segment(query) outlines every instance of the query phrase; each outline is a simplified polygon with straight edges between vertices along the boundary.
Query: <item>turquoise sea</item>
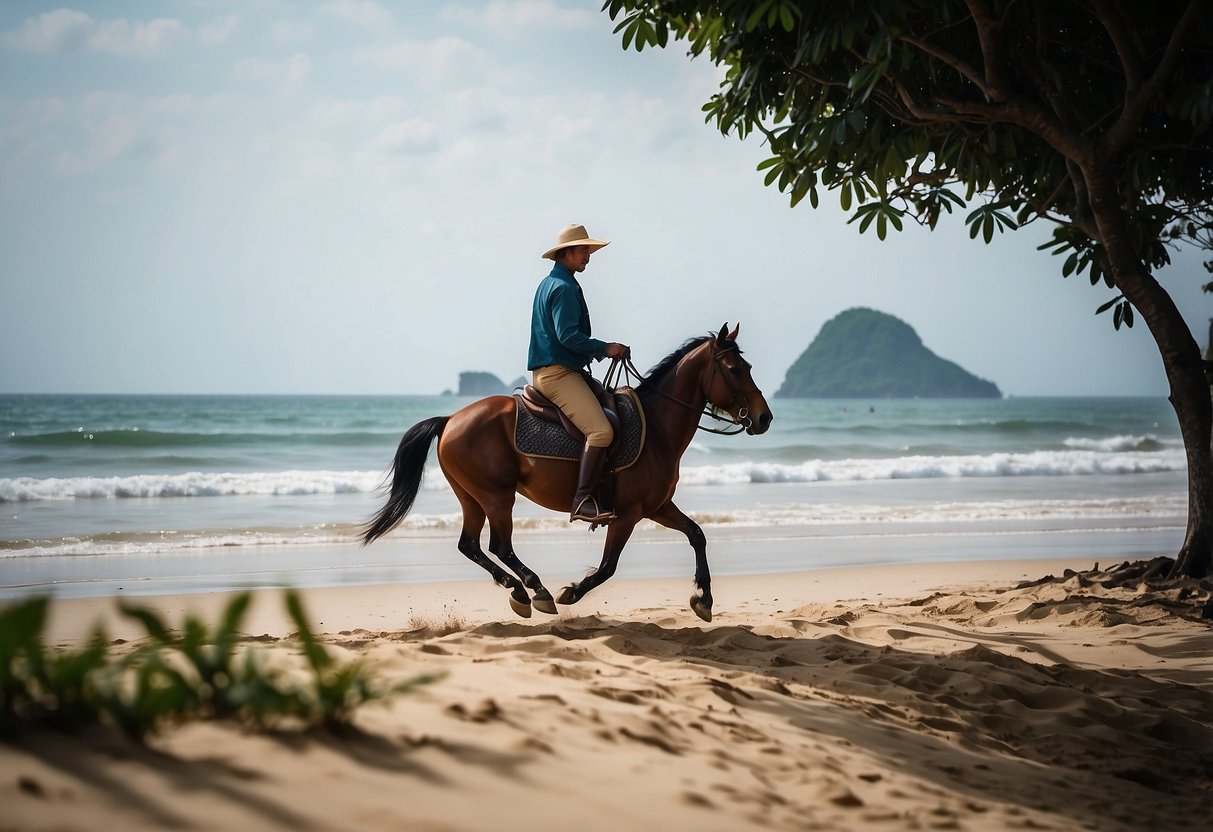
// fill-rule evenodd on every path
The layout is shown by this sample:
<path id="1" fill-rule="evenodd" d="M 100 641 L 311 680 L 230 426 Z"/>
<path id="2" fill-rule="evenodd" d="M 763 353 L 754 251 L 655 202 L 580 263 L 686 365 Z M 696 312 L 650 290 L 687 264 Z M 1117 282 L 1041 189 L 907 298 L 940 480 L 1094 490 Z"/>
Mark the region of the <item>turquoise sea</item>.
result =
<path id="1" fill-rule="evenodd" d="M 0 596 L 477 578 L 455 551 L 457 506 L 432 457 L 396 543 L 356 545 L 403 432 L 468 401 L 0 395 Z M 718 572 L 1106 560 L 1173 554 L 1182 540 L 1184 454 L 1163 399 L 771 405 L 769 433 L 702 433 L 683 458 L 677 499 L 723 542 Z M 601 545 L 523 501 L 516 516 L 537 540 Z M 780 543 L 728 554 L 758 539 Z M 414 541 L 424 558 L 410 560 Z M 688 555 L 670 551 L 634 573 L 689 574 Z"/>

########

Reprint the whole listing verbatim except for the pictures.

segment(query) outlines every instance of the query phrase; each outline is a simplified polygon with straight edges between vertices along the boundary.
Query: <item>turquoise sea</item>
// fill-rule evenodd on every path
The layout is shown by this sample:
<path id="1" fill-rule="evenodd" d="M 100 641 L 311 680 L 230 426 Z"/>
<path id="2" fill-rule="evenodd" d="M 763 353 L 754 251 L 655 202 L 580 263 L 686 365 Z M 696 312 L 650 290 L 687 264 Z M 1117 282 L 1041 189 L 907 298 L 940 480 L 1094 490 Z"/>
Mark the region of the <item>turquoise sea</item>.
result =
<path id="1" fill-rule="evenodd" d="M 0 596 L 477 578 L 455 551 L 457 506 L 432 457 L 396 543 L 356 545 L 403 432 L 468 401 L 0 395 Z M 718 572 L 1106 560 L 1173 554 L 1182 540 L 1184 454 L 1163 399 L 771 405 L 769 433 L 702 433 L 683 458 L 677 499 L 723 542 Z M 601 545 L 523 501 L 516 516 L 537 540 Z M 780 543 L 728 554 L 758 539 Z M 414 541 L 424 558 L 410 560 Z M 688 555 L 670 551 L 634 573 L 689 574 Z"/>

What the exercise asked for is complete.